What you will do: Copy the lines below verbatim, beginning with the line that includes "Target = white house" and continuing to the end; leave out everything before it.

## Begin

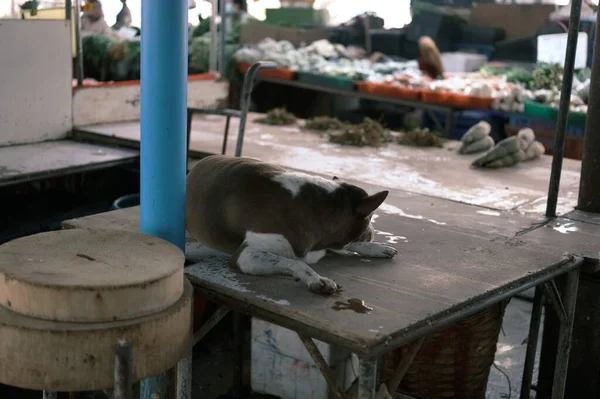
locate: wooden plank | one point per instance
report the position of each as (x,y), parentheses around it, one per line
(34,161)
(437,272)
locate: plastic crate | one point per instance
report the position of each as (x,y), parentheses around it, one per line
(326,81)
(542,111)
(464,120)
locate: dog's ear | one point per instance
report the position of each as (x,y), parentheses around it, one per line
(367,205)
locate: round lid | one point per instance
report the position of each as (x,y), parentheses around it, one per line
(89,275)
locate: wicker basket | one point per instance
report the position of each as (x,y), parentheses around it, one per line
(454,362)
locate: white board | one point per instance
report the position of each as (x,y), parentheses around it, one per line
(35,80)
(553,48)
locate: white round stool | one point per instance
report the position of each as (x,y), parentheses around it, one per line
(84,310)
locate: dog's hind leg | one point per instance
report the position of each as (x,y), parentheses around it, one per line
(259,260)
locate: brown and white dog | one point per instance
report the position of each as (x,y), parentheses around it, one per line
(274,221)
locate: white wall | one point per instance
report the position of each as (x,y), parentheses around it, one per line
(35,81)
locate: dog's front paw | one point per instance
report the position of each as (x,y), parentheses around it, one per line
(384,251)
(373,249)
(323,285)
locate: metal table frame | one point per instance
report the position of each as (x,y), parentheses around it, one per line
(563,303)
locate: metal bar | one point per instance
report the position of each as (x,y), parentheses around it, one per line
(404,364)
(210,324)
(123,384)
(188,142)
(68,9)
(565,335)
(246,92)
(222,38)
(184,377)
(237,387)
(225,135)
(334,386)
(589,181)
(212,56)
(532,340)
(367,379)
(553,296)
(563,111)
(78,46)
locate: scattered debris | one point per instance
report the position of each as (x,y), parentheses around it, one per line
(368,133)
(278,117)
(421,138)
(324,123)
(512,150)
(477,139)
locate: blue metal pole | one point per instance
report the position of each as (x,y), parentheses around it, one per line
(163,138)
(163,119)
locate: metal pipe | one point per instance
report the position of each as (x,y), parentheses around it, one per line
(123,384)
(245,100)
(563,111)
(78,45)
(222,38)
(163,120)
(589,183)
(532,340)
(565,335)
(212,56)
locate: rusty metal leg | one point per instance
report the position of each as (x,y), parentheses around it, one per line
(532,340)
(184,377)
(565,335)
(209,324)
(237,389)
(123,384)
(225,135)
(334,386)
(404,364)
(367,379)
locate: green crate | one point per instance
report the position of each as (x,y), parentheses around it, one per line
(296,16)
(327,81)
(542,111)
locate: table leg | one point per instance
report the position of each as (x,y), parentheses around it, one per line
(367,379)
(237,387)
(532,340)
(565,335)
(184,377)
(123,385)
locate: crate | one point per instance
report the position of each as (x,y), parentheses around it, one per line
(545,112)
(464,120)
(326,81)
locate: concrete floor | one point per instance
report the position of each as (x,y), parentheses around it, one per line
(442,173)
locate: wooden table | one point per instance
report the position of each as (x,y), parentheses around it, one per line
(444,271)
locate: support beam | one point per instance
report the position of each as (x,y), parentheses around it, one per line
(163,138)
(589,183)
(563,111)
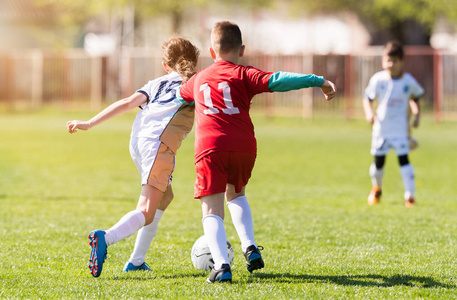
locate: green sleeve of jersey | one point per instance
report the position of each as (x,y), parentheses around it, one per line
(286,81)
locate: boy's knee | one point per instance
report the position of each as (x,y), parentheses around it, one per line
(403,160)
(379,161)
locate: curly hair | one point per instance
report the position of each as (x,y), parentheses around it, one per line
(181,56)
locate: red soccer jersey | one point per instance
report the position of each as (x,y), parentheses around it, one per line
(222,94)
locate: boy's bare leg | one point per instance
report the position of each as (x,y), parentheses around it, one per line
(213,226)
(146,234)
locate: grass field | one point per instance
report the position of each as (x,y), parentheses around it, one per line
(308,195)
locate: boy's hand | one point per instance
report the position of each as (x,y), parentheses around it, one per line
(76,124)
(329,89)
(416,121)
(369,118)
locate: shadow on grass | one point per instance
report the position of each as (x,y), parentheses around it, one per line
(359,280)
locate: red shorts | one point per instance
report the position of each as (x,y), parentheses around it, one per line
(217,169)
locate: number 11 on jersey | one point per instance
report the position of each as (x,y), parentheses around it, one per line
(229,108)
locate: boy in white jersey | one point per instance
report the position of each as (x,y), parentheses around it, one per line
(395,91)
(157,133)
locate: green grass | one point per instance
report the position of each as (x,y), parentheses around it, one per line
(308,196)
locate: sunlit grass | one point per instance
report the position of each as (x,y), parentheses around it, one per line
(308,196)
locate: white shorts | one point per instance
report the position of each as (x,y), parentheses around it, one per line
(381,146)
(154,160)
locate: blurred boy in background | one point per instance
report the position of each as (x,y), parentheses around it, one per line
(395,92)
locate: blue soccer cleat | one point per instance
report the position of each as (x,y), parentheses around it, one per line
(224,274)
(131,267)
(98,253)
(254,259)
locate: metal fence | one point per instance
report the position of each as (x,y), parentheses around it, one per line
(33,79)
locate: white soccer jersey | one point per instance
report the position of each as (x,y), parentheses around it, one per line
(162,119)
(393,101)
(162,105)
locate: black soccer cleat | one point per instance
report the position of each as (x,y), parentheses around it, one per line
(254,259)
(224,274)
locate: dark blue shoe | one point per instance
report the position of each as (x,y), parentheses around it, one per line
(254,259)
(131,267)
(224,274)
(98,252)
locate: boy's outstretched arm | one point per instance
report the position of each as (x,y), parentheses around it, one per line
(369,115)
(287,81)
(115,109)
(415,109)
(329,89)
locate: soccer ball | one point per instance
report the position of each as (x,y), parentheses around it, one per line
(201,256)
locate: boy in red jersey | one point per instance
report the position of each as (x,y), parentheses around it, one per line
(225,145)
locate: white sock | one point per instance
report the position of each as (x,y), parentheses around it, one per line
(242,220)
(143,240)
(407,174)
(127,225)
(213,226)
(376,175)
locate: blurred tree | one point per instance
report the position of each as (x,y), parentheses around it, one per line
(408,21)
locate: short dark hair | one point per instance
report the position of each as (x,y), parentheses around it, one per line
(394,48)
(226,37)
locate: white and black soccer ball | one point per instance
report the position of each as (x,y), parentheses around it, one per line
(201,256)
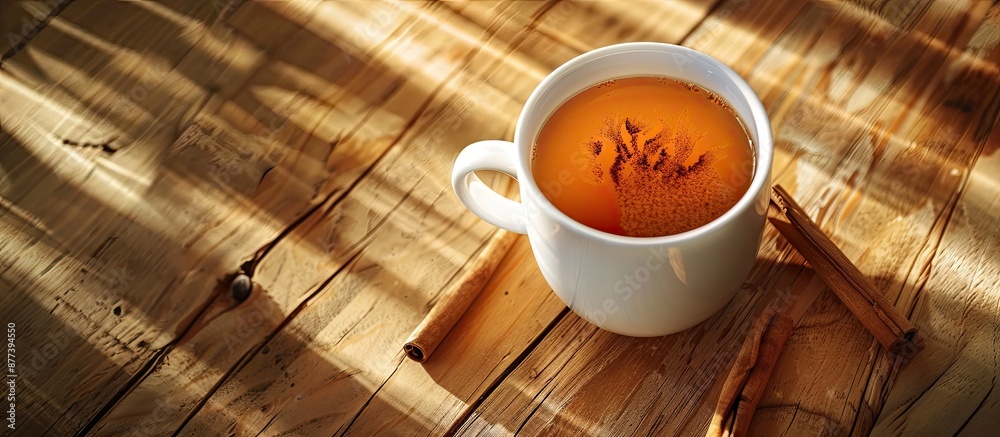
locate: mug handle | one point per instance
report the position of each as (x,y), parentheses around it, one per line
(489,205)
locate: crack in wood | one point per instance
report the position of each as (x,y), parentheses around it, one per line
(978,407)
(471,408)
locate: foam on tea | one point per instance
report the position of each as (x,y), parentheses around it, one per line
(643,157)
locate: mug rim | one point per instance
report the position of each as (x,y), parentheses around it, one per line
(764,149)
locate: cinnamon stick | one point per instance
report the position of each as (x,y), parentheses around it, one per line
(457,298)
(852,287)
(746,381)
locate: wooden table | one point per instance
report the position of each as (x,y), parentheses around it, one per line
(150,149)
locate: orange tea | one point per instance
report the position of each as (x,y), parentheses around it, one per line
(643,157)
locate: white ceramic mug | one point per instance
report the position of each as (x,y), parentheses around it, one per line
(634,286)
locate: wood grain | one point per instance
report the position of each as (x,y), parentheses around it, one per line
(844,134)
(150,149)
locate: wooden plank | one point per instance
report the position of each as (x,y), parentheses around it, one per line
(949,388)
(140,228)
(402,400)
(419,399)
(845,156)
(354,118)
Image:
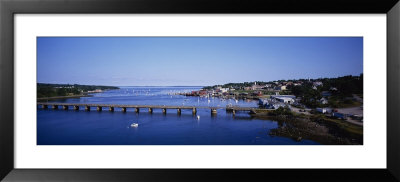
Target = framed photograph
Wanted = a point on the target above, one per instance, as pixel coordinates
(153, 90)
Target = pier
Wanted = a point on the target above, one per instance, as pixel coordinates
(150, 108)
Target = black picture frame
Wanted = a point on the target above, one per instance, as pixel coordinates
(8, 8)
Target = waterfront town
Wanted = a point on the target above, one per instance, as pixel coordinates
(339, 98)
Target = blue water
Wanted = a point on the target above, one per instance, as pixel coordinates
(70, 127)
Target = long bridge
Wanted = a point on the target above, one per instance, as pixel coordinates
(99, 107)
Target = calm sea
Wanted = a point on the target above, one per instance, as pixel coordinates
(70, 127)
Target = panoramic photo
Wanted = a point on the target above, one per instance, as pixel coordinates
(199, 91)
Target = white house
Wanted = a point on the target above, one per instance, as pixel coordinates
(323, 100)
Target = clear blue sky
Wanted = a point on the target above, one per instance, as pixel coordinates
(177, 61)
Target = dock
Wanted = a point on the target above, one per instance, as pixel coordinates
(149, 108)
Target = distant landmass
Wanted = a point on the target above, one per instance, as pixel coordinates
(56, 90)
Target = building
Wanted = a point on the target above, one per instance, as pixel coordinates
(280, 88)
(287, 99)
(323, 100)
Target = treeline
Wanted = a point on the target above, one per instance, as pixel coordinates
(53, 90)
(341, 90)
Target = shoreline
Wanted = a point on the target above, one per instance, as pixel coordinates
(64, 97)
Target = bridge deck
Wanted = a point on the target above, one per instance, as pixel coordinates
(150, 106)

## End

Final result:
Target = white house
Wanted = a point on the target above, one per instance, as pixel coordinates
(323, 100)
Target = clear blue sky
Wanted = a point on the target above, one per instance, as pixel coordinates
(177, 61)
Target = dock
Wanted = a point on the target above, one per instance, as pixel coordinates
(149, 108)
Target = distant landmass
Wanted = a point on the target above, one per instance, as pixel coordinates
(56, 90)
Target = building
Wanted = a point on the target above, one per instance, as pixel coordinates
(280, 88)
(287, 99)
(323, 100)
Target = treeline
Wanted = a point on the target above, one per instance, as pixel coordinates
(53, 90)
(341, 90)
Target = shoreline
Wanted = a point on the target above, one per instance, as pixel coordinates
(64, 97)
Target = bridge deck
Wanted = a point on the target above, one per instance, as pixel coordinates
(150, 106)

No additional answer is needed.